[Requisitos]
Prosigue el relato sobre la dirección de la revista Historia Mexicana a partir de la última oración del fragmento que aparece más abajo, antes del listado.

[Fragmento seleccionado]
■ ■ ■ ■ ■ ■ ■

También me interesaba que, periódicamente, se pudieran publicar números monográficos a cargo de especialistas en cada tema. De hecho, en 1983, en el número 129, había aparecido un dossier armado por mí sobre “La sociedad capitalina en el Porfiriato”, con los trabajos que sobre el tema habían desarrollado y reelaborado cinco estudiantes de mi seminario: M. Ceballos, J.-P. Bastian, R. Sordo, P. Santoni y S. Bryan, lamentablemente fallecida poco tiempo después. Ese dossier sufrió un curioso traspié, pues apareció sin la “Presentación” inicial que yo había preparado. Al indagar al respecto, se me dijo que seguramente el texto se había traspapelado entre su llegada al escritorio de la secretaria y la imprenta.
La experiencia anterior me dio pie para pedir a la dirección del Centro que la revista tuviera un asistente de la revista, para dar un seguimiento cercano a todos los materiales que entraban y salían de la redacción hasta su publicación final. Así comenzó a trabajar en Historia Mexicana Beatriz Morán Gortari, quien ya había sido una excelente becaria mía, y que hoy está a cargo de la Redacción. Además, solicité que la revista tuviera una computadora, para que así todo el material que se recibiera y enviara estuviera digitalizado y siempre hubiera un respaldo y un resguardo. Esto, que hoy podría parecer una solicitud redundante, no lo fue entonces e, incluso, en algún momento se convirtió en un motivo de discordia. Pero lo cierto es que, en el Centro de Estudios Históricos en 1989, no había una sola computadora y en todo El Colegio, éstas no alcanzaban la decena. Es decir, era un pedido inusitado, ante el cual me pusieron reparos presupuestales y otros. Dada mi insistencia, sin embargo, la dirección finalmente negoció con la presidencia para que se otorgaran fondos para comprar más aparatos y pudiéramos todos tener la fiesta en paz, para gran alegría, sobre todo, de la secretaria, Sara Reséndiz, la inolvidable Sarita. Así comenzó la digitalización en el CEH.
II
Si éstos fueron algunos de los cambios que pude ir implementando entre enero de 1989 y junio de 1991 (desde el número152 hasta el 161), también hubo momentos difíciles, que revelan las dificultades que surgen al querer introducir transformaciones después de años de rutina.
Un primer problema apareció cuando asumí la dirección y me encontré con que mi antecesor no había dejado ninguna reserva de artículos para publicar, cosa inusitada en una revista de estas características. Había un número en prensa y eso era todo. Puesto que un requerimiento esencial de toda revista es la periodicidad, mi mayor preocupación fue cómo evitar un retraso y mantener la revista al día. Afortunadamente, en febrero de 1989, Silvio Zavala, fundador del CEH, tercer presidente de El Colegio, historiador de enorme prestigio y maestro de muchas generaciones de estudiantes, cumpliría 80 años. Era natural pensar en hacerle un homenaje entre colegas y exalumnos destacados, por lo cual de inmediato comencé a solicitar colaboraciones aquí y allá. La respuesta fue tal, que en poco tiempo pudimos publicar no uno, sino dos números (152 y 153). Salvada esta crisis, pude seguir buscando y recibiendo artículos de manera sistemática.

■ ■ ■ ■ ■ ■ ■

[Entradas]
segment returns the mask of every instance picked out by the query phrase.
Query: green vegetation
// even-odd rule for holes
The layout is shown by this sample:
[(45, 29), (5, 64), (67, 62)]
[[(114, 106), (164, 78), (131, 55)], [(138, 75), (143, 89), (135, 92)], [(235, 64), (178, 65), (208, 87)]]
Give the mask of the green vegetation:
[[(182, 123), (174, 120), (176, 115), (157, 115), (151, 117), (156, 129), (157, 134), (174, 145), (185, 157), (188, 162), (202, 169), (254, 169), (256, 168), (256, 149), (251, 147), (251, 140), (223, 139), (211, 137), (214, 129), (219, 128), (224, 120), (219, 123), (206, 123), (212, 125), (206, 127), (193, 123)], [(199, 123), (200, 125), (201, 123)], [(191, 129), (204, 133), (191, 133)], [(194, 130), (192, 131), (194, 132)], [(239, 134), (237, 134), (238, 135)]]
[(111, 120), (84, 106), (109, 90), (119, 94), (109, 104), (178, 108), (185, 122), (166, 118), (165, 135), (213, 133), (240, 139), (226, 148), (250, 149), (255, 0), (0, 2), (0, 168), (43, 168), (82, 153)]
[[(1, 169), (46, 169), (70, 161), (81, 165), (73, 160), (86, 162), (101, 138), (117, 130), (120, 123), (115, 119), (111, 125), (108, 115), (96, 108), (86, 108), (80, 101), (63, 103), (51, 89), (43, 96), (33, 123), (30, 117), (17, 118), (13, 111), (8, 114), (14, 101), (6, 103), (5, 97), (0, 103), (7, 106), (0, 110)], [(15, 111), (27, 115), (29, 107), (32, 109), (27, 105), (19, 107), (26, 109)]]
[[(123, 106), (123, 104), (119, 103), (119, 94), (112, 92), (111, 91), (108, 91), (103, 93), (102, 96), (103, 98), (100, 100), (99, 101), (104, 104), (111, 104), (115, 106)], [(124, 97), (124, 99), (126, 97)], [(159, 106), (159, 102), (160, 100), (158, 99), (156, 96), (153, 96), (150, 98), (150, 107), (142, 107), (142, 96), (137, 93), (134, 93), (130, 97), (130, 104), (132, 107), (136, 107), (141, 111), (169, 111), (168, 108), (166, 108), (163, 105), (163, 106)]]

■ ■ ■ ■ ■ ■ ■

[Resultado de la tarea]
A poco de comenzar en la revista, sucedió un incidente profundamente desagradable. Un día recibí una llamada urgente de un estudiante, pidiéndome en nombre de sus compañeros que lo recibiera a la mayor brevedad. Era tal el tono de urgencia, que lo cité de inmediato y llegó con un ejemplar de El Heraldo de México, periódico que yo no conocía. En él, un columnista, cuyo nombre no vale la pena recordar, atacaba a la dirección del CEH por haber nombrado como directora de Historia Mexicana a una extranjera, ajena a la historia del país. El ataque xenófobo se dirigía, en concreto, contra mí, por no ser mexicana, y contra Alicia Hernández, por haberme nombrado y, además, por contratar a otros extranjeros en el CEH, puesto que, en efecto, la directora había comenzado a renovar la planta docente con colegas de prestigio internacional, fueran mexicanos o no.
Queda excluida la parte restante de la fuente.